Given passage:
☆ ☆ ☆ ☆ ☆ ☆ ☆
Interview with the authors of ‘FOUND: Transforming Your Unlimited Ideas into One Sustainable Business’

Book Title: ‘FOUND: Transforming Your Unlimited Ideas into One Sustainable Business’

Authors (Photo): Naveen Lakkur (Corporate Innovation Coach) and Dr Liz Alexander (Consulting Co-author and global thought leadership strategist)

To know more about the authors: Naveen ( and Dr Liz (

The book was launched yesterday at Bangalore, India. Since it a book that is aimed at entrepreneurs, a group that I work with closely, I wanted to know more. Though I could not be there in person for the event, I caught up with Naveen for a quick e-chat. An edited version is presented below. I hope this will give you an overview of the book and incite interest to read it. My best wishes to the authors for all success of their book.

Here is the interview:

What gave you the idea to write FOUND: Transforming Your Unlimited Ideas into One Sustainable Business?

The enthusiasm for entrepreneurship is on a rise and, of course, such excitement is an important part of this journey since it takes a huge commitment in time, money and effort to bring an idea to its full reality. We also need more entrepreneurs to build meaningful companies which, in turn, helps to support and sustain the economy. But if you look at the number of startups that survive, the figure is very low. What is needed to successfully build a sustainable business is a sound process and methodology for deciding which of your many ideas you will pick and act on. Our book, FOUND, is all about helping aspiring and seasoned entrepreneurs – as well as those charged with intrapreneurial initiatives within the corporate world – find that one winning idea.

What is your view on entrepreneurship in India currently?

Traditionally in India, entrepreneurship at the grass roots level has been more about family-owned businesses that operate locally. Thanks to technology, the term has been redefined and taken to a new level. One in which entrepreneurs are able to build more scalable, even global solutions. As such, technology has been a catalyst, increasing the number of people interested in entrepreneurship and who wish to create a bigger impact for a larger base of people. That’s especially true in India where there is considerable interest, not just in creating products and apps, but in providing fresh solutions to some of our most pressing social problems. With the opportunity to help change our country and the world, we’ve seen many more first time entrepreneurs stepping forward. The startup dynamic now looks very different to the way it did just a few years ago.

How might the five-part framework in FOUND contribute to the recently-launched Startup India movement?Foundcover copy

Now that Startup India has become a movement, tapping into the aspirations and personal goals of people who want to make a difference in the world, there is the potential for very large number of new entrepreneurs. While something like 4,500 startups were registered last year, we can see that in the coming 5-10 years, that number could be boosted to 100,000 startups—a huge increase compared to what is happening currently. But as we said earlier, the success rates of startups is currently very low. If the number of people attempting to become entrepreneurs grows exponentially, there has to be some support system in order for all those ideas to become sustainable businesses. FOUND is our humble offering that contributes to Startup India by ensuring future entrepreneurs are able to stand up and stand out.
☆ ☆ ☆ ☆ ☆ ☆ ☆
[Object location annotation data]
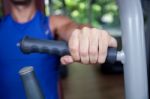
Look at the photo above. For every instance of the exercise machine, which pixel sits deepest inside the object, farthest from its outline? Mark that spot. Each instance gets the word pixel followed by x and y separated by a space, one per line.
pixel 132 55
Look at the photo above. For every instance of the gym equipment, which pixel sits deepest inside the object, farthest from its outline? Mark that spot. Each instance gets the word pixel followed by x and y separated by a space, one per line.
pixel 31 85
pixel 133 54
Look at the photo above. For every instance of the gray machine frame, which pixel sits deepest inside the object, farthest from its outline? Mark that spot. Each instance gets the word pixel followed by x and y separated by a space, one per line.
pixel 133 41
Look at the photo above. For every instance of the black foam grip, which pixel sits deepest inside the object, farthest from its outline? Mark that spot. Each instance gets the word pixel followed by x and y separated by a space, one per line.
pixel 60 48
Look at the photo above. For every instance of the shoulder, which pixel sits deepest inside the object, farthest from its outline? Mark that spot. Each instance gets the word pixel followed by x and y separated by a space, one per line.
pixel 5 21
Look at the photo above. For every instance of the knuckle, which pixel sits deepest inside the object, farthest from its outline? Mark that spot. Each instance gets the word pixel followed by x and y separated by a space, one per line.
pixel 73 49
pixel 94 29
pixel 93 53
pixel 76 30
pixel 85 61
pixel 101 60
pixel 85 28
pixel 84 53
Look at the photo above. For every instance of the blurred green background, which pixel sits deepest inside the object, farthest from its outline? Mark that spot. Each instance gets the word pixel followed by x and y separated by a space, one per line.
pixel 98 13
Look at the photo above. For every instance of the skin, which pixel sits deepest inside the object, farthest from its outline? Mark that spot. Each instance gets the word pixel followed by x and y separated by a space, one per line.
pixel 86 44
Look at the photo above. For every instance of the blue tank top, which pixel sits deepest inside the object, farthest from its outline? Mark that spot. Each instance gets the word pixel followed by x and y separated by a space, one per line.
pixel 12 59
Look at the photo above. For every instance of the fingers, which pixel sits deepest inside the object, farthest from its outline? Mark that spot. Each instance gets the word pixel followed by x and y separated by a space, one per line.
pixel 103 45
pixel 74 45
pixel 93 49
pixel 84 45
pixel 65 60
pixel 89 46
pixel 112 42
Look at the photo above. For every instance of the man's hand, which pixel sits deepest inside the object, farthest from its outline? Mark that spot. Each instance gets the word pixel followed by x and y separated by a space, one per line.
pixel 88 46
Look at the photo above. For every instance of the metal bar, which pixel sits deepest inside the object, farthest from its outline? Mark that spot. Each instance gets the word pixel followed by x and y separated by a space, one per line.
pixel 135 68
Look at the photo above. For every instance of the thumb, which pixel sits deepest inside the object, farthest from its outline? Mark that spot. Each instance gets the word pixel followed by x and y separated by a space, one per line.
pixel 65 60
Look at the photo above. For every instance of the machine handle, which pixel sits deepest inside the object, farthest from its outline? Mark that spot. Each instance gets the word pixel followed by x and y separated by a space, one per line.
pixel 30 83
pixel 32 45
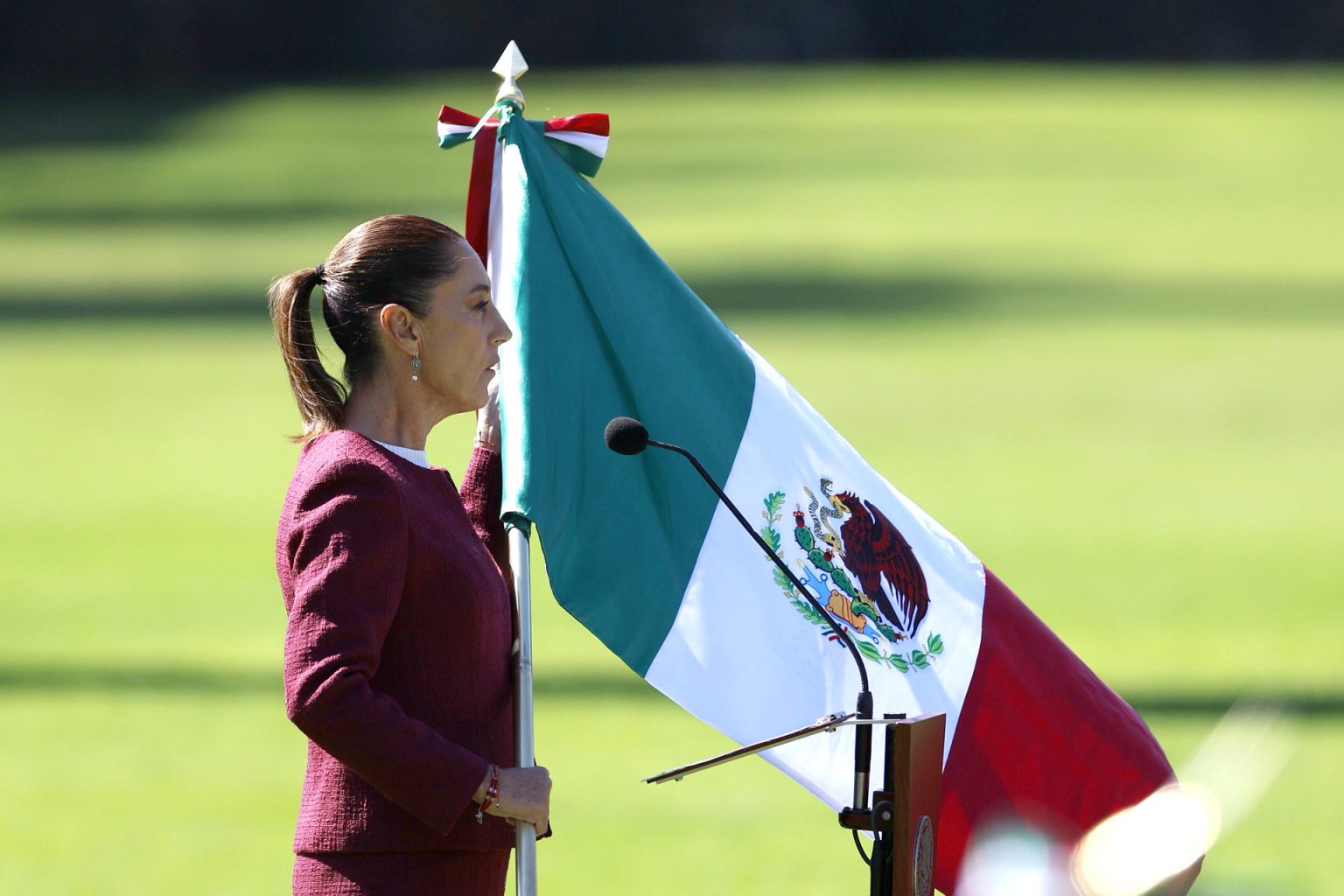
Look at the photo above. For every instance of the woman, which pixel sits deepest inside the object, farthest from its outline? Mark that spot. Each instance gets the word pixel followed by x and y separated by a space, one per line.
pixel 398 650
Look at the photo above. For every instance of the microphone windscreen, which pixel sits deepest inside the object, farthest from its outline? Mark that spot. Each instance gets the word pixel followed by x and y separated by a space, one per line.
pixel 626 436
☆ ☆ ☆ ☆ ☆ ☆ ☆
What you should do: Can you pick up the interview about the book FOUND and carry it on past its final sentence?

The answer:
Naveen, you bring considerable experience from corporate life, as well as being a startup founder, startup investor and now a corporate innovation coach. What have you learned most from that blend of experience?

As you say, my experience has come through a variety of different approaches to ideation and startup success and I’ve had a lot of learning along the way. As a result of joining all these dots I was able to develop this proven FOUND methodology and offer it to people who want to come up with a lot of ideas yet find one that can become scalable, even globally impactful. Because I’ve had experience both in the startup space and the corporate world, the intellectual property that came out of that learning has been transformed into the FOUND framework. And the beauty is, it works as an enabler for people aspiring to become entrepreneurs, and for corporates looking to support intrapreneurship in their organisations.

What were some of the challenges you faced in your own entrepreneurial journey?

I’ve always been someone who has found it easy to generate a lot of ideas and can see opportunities in them all. I found that picking one idea and making that a priority was one of my biggest challenges, because it’s very tempting to want to try to take them all to the next level! Which is why I find it easy to empathize with entrepreneurs who face the same hard decisions and why I wanted to write this book!

Also, when I went through my own entrepreneurial journey there was very little in the way of support. There wasn’t the same ecosystem that there is these days. So I had no option other than bootstrapping, which can be a double-edged sword when you are trying to test and validate a lot of ideas to begin with. I certainly made a lot of mistakes and learned the hard way. It’s this learning that we’re sharing with the readers of FOUND so they can build a sustainable, successful business without having to experience too many missteps.

What are your hopes for your book, FOUND?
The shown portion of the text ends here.